DIRECTIONS FOR THIS TASK >>
Pull out every line of the rows below that contains the string "slope", matching case exactly.

[START OF GIVEN RECORDS]

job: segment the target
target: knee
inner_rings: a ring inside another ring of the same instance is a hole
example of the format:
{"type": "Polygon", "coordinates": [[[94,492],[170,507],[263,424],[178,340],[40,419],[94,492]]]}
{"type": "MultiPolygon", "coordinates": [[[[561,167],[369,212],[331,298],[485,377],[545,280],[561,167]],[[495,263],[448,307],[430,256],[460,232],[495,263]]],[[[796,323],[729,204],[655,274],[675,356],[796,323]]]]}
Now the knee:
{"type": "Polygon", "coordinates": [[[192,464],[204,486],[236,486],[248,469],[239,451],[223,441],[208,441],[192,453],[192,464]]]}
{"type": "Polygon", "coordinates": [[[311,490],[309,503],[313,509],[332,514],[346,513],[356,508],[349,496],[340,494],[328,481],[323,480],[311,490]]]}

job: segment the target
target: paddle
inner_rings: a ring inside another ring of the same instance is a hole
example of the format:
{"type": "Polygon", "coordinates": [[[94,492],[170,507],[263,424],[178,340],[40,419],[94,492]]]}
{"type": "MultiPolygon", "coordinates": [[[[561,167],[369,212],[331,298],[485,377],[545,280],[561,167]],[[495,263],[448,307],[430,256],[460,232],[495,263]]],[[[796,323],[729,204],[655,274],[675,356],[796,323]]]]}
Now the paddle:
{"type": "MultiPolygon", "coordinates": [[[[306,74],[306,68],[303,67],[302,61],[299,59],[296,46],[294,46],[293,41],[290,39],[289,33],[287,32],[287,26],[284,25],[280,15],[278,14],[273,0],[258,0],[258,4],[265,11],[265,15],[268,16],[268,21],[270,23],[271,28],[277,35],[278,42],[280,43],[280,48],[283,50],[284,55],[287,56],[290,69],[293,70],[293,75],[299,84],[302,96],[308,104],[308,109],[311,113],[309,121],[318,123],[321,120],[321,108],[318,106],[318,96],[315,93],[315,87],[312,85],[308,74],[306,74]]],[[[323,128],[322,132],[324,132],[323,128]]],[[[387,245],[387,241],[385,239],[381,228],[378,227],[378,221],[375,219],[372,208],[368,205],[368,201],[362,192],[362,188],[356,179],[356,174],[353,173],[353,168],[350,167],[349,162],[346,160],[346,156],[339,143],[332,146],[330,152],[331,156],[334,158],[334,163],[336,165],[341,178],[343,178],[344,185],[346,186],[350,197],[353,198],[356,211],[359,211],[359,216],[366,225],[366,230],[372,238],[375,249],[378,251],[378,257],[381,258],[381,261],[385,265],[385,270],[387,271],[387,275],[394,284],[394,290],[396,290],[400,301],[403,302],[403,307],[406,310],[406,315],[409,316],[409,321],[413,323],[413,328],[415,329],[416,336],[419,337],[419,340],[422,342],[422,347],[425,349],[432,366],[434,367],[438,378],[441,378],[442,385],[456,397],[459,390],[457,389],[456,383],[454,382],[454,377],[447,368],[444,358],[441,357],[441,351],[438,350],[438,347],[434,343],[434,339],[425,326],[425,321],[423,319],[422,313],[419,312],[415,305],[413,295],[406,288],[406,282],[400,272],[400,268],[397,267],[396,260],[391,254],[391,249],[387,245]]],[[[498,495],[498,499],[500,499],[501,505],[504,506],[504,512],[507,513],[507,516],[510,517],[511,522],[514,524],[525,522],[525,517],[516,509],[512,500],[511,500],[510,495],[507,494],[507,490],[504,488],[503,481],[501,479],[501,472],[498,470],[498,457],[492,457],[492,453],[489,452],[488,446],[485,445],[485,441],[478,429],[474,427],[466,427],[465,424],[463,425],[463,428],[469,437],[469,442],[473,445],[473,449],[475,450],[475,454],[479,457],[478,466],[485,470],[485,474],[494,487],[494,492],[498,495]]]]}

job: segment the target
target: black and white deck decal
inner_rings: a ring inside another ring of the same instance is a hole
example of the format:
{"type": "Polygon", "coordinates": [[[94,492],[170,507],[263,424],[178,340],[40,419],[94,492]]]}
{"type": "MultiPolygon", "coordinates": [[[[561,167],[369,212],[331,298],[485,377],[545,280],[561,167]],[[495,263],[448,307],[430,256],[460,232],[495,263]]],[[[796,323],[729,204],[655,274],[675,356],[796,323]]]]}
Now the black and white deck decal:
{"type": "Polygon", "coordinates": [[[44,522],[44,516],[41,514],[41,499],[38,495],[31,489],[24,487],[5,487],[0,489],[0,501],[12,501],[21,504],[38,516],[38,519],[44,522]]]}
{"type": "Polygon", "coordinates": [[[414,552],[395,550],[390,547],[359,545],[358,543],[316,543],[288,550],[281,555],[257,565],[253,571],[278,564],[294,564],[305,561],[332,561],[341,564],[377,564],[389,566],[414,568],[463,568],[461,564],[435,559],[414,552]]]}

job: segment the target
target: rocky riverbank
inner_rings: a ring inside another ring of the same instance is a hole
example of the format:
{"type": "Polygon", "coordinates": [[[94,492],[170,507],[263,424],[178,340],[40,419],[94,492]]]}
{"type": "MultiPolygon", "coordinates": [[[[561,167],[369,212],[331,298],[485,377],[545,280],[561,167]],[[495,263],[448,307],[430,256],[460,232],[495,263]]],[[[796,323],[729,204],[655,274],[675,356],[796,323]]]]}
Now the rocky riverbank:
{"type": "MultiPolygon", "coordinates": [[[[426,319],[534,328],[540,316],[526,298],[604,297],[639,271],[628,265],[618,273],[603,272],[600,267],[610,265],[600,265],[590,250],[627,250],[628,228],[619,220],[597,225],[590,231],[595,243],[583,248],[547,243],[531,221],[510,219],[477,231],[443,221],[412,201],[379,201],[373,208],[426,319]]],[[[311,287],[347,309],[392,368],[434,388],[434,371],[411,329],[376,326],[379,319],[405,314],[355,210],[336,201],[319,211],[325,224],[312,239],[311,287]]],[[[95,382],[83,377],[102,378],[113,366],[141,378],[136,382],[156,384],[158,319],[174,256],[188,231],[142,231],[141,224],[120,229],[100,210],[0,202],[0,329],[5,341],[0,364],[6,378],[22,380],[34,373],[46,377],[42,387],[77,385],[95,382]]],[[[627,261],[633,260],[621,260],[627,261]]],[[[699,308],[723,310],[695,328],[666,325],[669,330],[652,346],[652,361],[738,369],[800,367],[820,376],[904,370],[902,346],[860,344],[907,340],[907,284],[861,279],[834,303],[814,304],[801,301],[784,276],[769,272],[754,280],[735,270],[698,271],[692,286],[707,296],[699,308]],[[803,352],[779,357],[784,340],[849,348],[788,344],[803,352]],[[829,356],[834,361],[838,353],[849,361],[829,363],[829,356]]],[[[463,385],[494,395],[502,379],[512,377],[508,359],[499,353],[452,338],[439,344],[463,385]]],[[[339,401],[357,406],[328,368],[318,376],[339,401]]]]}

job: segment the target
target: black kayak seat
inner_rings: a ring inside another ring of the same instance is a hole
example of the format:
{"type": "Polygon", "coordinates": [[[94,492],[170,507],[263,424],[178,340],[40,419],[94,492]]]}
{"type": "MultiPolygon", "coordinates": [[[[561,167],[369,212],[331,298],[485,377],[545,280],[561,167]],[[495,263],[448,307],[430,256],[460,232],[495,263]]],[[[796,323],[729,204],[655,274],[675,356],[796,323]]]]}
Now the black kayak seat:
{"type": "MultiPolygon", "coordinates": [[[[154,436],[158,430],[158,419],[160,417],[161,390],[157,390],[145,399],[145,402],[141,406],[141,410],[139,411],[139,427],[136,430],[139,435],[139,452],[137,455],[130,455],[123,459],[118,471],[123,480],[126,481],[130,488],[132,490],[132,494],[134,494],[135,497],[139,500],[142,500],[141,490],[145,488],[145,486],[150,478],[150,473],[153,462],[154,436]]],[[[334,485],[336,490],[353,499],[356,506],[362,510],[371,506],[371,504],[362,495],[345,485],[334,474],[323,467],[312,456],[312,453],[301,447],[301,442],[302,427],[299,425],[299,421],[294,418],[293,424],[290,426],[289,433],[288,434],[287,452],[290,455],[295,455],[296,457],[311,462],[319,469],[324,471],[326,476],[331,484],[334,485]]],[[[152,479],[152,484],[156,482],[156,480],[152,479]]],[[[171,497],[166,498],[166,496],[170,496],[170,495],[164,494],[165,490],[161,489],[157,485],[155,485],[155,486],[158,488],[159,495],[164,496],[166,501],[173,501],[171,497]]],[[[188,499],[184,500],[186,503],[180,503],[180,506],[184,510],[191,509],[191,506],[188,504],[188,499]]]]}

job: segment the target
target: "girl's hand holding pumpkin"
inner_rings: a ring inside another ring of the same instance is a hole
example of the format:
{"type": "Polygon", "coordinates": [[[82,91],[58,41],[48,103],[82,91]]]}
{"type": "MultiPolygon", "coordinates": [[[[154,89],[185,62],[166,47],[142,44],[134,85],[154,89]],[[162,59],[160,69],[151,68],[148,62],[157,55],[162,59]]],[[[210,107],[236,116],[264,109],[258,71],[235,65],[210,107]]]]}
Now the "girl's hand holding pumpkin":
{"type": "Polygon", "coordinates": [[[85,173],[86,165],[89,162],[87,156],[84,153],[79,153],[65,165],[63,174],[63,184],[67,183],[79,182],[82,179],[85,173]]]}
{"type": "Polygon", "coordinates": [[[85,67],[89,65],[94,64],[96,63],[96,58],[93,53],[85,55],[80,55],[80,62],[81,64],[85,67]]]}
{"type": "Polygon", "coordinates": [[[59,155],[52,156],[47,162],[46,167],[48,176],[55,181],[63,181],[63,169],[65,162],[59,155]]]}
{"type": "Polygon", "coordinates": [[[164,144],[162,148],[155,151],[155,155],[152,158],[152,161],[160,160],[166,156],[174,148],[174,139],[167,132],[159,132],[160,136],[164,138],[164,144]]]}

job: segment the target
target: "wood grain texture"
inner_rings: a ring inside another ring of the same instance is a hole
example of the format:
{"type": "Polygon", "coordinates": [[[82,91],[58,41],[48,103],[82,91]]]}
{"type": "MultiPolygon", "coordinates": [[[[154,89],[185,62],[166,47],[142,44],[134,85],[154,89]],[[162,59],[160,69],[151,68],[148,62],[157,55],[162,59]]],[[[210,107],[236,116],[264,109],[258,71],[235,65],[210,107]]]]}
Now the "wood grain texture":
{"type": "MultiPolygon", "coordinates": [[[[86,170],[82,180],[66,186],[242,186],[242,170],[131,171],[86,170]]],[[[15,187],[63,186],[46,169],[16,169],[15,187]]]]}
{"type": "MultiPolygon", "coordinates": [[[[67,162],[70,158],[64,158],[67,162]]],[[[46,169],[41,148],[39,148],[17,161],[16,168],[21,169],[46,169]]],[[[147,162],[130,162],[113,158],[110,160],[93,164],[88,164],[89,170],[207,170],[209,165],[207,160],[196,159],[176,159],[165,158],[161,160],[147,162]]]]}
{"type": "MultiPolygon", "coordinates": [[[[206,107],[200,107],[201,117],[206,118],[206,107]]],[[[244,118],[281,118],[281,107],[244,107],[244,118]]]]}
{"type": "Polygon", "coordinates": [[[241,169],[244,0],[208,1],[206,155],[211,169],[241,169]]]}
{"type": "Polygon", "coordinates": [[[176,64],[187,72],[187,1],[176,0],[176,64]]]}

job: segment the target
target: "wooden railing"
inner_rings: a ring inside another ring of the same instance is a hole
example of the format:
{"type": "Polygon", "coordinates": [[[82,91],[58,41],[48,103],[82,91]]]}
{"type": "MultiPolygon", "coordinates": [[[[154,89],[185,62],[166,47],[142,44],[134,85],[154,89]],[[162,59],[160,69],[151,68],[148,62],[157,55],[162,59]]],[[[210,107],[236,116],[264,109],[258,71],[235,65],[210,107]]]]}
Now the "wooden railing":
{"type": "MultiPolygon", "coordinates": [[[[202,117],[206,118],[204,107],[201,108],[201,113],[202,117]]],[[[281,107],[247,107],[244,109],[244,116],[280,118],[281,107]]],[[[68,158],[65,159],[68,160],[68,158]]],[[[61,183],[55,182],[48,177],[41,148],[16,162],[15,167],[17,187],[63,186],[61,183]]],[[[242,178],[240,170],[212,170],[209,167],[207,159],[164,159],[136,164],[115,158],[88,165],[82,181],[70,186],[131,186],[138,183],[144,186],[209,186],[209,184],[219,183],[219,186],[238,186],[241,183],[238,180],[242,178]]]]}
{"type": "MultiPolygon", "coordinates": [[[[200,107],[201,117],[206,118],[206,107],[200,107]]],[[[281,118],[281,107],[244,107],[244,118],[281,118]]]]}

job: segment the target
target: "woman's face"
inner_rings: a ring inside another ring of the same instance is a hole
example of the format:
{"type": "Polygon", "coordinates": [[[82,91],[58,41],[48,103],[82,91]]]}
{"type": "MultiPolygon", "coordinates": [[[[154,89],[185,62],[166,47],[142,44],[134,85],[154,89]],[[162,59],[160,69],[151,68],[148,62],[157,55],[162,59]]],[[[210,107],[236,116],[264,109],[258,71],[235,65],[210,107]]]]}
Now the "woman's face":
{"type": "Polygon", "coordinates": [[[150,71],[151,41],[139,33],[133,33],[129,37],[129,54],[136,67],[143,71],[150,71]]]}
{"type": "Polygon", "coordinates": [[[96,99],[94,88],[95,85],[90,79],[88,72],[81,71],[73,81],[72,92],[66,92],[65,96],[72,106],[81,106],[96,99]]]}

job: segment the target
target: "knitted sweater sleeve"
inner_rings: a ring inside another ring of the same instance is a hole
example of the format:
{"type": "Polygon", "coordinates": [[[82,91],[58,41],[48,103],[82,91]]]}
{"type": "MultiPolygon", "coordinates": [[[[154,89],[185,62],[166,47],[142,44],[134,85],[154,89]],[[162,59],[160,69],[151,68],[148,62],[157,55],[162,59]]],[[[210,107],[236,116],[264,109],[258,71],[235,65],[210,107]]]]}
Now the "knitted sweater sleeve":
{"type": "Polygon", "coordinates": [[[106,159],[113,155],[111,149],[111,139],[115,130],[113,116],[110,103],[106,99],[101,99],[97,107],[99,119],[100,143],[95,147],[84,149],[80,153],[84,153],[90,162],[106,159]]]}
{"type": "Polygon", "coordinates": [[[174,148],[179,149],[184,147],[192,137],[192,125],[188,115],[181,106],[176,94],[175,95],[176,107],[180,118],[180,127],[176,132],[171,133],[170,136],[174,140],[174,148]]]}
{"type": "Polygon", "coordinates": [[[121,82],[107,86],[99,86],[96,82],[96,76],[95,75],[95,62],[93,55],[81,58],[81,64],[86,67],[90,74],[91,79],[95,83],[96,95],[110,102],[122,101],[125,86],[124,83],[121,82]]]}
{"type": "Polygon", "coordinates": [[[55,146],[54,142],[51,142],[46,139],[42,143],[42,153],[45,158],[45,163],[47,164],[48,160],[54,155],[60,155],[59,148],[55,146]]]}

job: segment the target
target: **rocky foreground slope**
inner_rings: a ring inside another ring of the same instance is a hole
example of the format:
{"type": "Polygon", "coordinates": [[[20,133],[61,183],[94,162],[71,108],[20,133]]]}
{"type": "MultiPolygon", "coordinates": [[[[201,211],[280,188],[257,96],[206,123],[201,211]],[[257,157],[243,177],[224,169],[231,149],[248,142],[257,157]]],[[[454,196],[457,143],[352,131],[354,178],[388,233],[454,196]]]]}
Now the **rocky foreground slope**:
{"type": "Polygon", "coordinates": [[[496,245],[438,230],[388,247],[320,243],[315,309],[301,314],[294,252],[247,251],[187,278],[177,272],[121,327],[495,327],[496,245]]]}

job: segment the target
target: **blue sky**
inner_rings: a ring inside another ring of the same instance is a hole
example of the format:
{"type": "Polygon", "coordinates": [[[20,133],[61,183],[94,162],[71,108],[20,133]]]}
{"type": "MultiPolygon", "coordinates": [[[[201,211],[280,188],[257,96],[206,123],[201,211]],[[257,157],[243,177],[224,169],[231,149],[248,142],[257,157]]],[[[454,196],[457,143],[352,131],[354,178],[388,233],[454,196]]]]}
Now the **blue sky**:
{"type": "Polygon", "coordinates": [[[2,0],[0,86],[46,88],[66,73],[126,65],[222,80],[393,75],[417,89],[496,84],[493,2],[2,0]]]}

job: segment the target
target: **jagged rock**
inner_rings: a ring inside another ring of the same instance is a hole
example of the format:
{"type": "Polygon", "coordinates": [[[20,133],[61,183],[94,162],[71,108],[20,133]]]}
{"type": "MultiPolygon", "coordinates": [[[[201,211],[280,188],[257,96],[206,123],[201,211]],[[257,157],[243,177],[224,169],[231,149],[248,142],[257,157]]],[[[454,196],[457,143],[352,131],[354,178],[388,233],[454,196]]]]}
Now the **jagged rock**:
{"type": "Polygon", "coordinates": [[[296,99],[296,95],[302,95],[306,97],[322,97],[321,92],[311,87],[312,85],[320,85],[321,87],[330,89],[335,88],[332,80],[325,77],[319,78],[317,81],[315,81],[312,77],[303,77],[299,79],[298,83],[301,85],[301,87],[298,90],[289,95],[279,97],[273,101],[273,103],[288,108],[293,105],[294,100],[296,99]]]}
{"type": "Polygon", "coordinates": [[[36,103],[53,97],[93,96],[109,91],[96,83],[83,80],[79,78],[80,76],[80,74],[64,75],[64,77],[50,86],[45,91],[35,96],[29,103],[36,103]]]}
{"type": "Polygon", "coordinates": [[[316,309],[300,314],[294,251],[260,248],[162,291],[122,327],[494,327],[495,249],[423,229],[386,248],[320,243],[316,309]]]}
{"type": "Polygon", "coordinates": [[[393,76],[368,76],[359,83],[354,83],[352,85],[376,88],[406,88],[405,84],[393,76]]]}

[END OF GIVEN RECORDS]

THE ANSWER >>
target: **rocky foreground slope**
Now the **rocky foreground slope**:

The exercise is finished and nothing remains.